— start Material provided —

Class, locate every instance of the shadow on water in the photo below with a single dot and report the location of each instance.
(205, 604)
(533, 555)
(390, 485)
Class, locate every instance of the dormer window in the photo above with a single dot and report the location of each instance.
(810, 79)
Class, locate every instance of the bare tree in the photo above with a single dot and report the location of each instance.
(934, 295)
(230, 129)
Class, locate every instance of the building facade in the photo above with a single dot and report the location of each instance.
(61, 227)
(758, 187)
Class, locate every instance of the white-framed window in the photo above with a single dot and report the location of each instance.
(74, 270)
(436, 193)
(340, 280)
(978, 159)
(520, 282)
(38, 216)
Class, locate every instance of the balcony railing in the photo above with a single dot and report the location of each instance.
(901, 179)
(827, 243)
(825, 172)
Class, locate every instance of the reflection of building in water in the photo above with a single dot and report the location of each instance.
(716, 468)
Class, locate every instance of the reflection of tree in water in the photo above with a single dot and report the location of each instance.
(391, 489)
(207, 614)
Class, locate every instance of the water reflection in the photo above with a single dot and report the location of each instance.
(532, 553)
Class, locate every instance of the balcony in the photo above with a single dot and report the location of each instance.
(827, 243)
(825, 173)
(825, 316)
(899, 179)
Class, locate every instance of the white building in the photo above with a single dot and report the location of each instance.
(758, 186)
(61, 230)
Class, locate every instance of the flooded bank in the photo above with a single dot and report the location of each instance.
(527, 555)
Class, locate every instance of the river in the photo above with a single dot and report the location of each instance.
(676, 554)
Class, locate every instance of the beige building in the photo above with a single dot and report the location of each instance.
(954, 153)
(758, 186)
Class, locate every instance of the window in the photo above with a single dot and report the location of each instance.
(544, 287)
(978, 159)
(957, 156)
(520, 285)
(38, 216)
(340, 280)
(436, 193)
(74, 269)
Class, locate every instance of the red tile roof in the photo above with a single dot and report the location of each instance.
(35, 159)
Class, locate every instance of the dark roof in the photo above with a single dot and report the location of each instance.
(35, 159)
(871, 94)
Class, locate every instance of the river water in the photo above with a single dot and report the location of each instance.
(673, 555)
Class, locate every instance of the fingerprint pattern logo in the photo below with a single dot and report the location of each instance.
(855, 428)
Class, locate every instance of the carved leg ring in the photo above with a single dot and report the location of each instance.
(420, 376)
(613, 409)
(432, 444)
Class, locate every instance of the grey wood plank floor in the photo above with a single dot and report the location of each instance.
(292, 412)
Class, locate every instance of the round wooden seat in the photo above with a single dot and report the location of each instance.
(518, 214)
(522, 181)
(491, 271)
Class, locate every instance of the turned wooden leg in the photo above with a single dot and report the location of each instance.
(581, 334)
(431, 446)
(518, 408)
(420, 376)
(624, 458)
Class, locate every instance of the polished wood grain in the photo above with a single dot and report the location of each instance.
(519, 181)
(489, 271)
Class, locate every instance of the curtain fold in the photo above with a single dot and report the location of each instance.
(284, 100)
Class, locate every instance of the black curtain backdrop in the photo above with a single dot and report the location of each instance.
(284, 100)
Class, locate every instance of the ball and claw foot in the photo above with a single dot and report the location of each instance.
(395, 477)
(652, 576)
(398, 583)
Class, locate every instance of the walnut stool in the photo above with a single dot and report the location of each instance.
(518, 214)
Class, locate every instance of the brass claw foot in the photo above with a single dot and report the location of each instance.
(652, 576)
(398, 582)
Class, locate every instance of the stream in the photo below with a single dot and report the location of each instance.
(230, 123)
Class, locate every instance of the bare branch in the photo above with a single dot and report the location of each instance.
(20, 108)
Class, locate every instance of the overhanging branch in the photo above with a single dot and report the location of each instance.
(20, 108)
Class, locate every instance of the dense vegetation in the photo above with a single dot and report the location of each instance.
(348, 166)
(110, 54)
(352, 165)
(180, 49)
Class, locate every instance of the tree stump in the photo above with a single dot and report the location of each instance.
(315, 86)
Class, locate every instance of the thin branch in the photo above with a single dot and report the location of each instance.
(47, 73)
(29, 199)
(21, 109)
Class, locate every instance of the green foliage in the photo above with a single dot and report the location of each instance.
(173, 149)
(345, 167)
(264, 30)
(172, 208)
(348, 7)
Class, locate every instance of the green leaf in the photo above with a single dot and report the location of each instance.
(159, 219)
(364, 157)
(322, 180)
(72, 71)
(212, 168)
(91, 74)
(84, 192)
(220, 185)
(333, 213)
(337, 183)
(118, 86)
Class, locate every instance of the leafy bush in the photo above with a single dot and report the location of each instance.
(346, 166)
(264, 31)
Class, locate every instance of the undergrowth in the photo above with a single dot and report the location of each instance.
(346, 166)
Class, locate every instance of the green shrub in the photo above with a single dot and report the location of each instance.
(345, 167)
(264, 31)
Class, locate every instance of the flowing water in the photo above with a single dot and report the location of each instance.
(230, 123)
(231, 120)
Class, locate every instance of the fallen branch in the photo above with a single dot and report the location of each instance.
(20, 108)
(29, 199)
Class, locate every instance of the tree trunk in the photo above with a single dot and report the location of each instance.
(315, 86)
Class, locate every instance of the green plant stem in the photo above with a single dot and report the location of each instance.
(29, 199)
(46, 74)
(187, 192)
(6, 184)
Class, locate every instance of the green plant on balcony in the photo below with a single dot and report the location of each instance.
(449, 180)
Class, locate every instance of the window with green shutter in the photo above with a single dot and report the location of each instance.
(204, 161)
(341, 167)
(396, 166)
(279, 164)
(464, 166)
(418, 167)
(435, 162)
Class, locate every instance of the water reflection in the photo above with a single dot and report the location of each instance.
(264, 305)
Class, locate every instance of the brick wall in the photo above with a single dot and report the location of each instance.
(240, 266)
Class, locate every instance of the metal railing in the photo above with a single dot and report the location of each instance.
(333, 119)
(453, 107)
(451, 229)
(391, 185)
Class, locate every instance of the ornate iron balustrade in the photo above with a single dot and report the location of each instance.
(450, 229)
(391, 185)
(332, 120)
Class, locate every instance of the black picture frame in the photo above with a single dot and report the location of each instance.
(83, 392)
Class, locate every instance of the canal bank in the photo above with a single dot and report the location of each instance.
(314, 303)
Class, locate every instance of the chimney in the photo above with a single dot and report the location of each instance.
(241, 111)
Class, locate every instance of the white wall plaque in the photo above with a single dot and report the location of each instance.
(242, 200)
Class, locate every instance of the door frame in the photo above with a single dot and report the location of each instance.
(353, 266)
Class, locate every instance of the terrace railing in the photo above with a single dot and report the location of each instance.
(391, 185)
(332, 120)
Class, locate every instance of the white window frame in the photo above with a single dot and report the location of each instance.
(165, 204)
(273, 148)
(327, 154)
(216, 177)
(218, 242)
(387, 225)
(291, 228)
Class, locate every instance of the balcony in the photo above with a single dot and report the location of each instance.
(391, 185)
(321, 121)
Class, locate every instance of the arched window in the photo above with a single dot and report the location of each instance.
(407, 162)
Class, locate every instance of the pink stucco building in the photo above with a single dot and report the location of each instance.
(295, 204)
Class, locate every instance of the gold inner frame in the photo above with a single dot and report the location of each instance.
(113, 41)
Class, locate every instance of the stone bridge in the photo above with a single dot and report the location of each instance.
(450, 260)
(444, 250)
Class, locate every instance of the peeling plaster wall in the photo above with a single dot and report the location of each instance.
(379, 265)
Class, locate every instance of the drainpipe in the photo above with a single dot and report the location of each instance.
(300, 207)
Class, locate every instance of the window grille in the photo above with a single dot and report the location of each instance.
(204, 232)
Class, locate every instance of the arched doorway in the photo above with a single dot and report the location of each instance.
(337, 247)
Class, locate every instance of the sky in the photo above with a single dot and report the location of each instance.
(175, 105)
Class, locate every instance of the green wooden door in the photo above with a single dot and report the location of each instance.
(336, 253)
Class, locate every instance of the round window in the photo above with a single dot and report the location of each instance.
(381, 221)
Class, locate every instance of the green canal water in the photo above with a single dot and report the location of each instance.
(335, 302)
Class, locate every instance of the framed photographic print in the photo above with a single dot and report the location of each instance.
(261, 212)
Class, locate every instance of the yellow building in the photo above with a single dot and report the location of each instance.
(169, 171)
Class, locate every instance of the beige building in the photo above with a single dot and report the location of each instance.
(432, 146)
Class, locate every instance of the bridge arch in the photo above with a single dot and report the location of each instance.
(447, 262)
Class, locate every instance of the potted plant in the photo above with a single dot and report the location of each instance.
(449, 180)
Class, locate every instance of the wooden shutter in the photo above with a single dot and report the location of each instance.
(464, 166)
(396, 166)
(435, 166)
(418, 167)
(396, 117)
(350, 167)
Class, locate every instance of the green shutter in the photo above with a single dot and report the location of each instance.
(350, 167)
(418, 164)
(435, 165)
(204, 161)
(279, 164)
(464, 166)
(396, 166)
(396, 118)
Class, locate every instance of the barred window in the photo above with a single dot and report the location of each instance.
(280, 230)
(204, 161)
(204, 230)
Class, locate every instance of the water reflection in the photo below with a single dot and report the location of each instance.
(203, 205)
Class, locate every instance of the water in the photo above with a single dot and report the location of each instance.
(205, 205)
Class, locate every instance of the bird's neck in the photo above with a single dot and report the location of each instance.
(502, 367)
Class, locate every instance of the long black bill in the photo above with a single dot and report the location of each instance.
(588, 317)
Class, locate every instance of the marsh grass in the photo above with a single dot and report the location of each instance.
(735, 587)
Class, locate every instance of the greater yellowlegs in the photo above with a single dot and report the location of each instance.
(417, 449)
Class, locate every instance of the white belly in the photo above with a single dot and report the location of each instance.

— end Material provided —

Goal of the exercise:
Copy only the stretch running from the line containing "Class, locate every instance of the water in" to the final line of the entries, both ends included, exactly as it stands.

Finished exercise:
Class, locate every instance of the water in the photo above with a single dot and report the location of each instance.
(205, 205)
Class, locate every instance of the bird's neck in the photo above with a single dot and report the location of each instance.
(502, 367)
Class, locate every instance of the long black bill in the photo above with a single dot and report the location of each instance.
(588, 317)
Class, locate every instance of the marsh grass in the photo above with a single dot and report the location of each instance.
(735, 587)
Class, locate every instance of the greater yellowlegs in the photo above with a single dot and report the location of each instance.
(417, 449)
Class, locate every instance of the white belly in the photo above with a single dot and report the location of each instance.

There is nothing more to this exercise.